Within the entries below, the lines from the one with "Mark one point on every instance of the white border" through the one with "Mark one point on every instance of the house" are to be set down exactly, both ends kept.

Start of Input for this task

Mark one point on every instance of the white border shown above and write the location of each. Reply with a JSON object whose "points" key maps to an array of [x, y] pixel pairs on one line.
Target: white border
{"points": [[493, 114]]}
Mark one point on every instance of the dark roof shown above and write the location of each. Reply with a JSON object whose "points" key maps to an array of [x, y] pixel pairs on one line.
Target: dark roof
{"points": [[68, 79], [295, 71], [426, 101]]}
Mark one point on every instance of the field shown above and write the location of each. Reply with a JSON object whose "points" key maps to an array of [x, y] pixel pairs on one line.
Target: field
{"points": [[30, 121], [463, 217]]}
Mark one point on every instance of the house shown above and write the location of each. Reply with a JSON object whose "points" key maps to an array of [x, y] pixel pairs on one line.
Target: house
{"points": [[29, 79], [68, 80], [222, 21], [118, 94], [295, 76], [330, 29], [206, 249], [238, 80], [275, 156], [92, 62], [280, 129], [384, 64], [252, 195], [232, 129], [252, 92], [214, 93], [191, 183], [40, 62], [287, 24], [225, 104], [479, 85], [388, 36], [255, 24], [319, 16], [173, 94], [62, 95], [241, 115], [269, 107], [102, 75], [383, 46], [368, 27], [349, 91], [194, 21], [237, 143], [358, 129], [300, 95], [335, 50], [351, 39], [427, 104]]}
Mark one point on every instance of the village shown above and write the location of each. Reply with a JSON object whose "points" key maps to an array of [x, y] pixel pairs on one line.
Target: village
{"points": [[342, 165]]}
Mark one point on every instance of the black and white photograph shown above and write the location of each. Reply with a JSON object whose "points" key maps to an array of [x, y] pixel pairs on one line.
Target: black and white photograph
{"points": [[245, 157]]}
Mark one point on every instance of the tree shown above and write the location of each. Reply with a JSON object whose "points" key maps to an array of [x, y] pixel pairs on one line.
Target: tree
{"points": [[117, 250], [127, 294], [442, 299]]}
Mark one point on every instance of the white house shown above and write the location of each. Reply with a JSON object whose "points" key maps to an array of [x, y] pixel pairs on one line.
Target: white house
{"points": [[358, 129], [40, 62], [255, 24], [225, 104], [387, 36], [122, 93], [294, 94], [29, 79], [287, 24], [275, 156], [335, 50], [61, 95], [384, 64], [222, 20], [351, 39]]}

End of Input for this task
Start of Input for this task

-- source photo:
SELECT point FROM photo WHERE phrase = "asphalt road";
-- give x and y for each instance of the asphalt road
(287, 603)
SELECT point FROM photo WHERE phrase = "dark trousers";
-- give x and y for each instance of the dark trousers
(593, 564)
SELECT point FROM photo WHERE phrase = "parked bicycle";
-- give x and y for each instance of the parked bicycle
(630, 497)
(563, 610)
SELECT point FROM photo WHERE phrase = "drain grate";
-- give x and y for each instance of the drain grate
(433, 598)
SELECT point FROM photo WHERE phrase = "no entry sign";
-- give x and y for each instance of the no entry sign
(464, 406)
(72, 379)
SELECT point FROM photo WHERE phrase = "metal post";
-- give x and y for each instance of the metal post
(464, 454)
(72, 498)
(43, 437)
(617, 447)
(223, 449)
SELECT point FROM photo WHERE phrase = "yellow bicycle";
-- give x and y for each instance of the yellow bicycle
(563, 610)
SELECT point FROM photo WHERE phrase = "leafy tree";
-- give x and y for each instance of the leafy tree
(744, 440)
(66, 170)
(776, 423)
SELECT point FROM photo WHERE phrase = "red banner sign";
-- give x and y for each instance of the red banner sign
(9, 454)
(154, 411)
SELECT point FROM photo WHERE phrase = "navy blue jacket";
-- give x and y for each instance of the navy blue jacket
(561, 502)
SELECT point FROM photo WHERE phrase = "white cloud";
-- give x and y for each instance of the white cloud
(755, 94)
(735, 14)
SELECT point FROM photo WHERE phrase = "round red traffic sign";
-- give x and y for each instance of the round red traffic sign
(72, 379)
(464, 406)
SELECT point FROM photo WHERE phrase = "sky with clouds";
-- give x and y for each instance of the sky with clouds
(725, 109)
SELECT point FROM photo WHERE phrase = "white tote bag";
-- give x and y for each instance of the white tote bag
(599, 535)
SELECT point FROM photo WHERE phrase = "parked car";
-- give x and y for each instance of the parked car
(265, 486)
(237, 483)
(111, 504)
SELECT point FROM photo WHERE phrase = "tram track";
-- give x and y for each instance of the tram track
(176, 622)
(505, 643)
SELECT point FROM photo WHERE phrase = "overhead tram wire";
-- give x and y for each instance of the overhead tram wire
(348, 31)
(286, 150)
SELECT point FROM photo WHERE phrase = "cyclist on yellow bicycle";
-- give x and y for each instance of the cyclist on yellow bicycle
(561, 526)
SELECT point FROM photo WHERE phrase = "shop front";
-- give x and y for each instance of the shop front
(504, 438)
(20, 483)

End of Input for this task
Start of Input for this task

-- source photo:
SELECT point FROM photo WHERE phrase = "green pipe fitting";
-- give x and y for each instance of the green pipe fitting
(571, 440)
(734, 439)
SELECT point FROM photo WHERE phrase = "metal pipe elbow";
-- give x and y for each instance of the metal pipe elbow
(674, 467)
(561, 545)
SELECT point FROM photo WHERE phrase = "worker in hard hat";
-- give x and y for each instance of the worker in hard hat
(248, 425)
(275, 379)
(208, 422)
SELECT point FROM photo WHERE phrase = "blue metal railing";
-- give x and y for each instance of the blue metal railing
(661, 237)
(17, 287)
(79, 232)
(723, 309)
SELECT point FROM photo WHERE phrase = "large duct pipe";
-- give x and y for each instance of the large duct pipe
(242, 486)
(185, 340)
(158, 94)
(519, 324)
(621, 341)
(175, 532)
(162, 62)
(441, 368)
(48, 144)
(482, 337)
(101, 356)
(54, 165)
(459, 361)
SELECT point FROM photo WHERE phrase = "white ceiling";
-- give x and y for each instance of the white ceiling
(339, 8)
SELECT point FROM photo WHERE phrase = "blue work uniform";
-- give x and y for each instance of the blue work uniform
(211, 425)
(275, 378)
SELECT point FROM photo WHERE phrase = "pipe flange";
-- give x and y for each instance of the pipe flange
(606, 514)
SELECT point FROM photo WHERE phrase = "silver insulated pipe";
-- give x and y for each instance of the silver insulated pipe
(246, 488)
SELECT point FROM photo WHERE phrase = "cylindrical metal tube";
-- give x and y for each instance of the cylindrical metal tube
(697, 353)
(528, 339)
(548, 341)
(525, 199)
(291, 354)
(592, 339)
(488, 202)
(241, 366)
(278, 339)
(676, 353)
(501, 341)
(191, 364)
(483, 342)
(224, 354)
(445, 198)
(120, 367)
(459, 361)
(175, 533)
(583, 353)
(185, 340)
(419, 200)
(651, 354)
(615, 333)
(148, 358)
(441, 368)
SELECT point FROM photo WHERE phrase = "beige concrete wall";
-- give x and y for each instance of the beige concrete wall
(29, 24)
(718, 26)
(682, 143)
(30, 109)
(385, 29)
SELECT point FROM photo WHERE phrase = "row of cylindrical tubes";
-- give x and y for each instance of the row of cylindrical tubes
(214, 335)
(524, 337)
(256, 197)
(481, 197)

End of Input for this task

Response area –
Mark one point on every instance of the white border shown above and write the location of each. Reply with a JSON object whose "points" key maps to an array of [x, y] pixel pairs on one line.
Target: white border
{"points": [[493, 114]]}
Mark one point on every instance of the dark roof shown above and write the location of each. Reply with a JSON object whose "points" key maps to an array of [x, y] pixel pairs on one line.
Target: dark roof
{"points": [[68, 79], [295, 71], [426, 101]]}
Mark one point on every instance of the field shown above and write the location of each. Reply with a JSON object whose "points" key maps to an array of [x, y] pixel pairs on one line.
Target: field
{"points": [[30, 121], [463, 217]]}
Mark one point on every instance of the house shown above and write the location of each. Reply with a JSON object whose "points" key maps to an array of [x, y] pixel pairs on one line.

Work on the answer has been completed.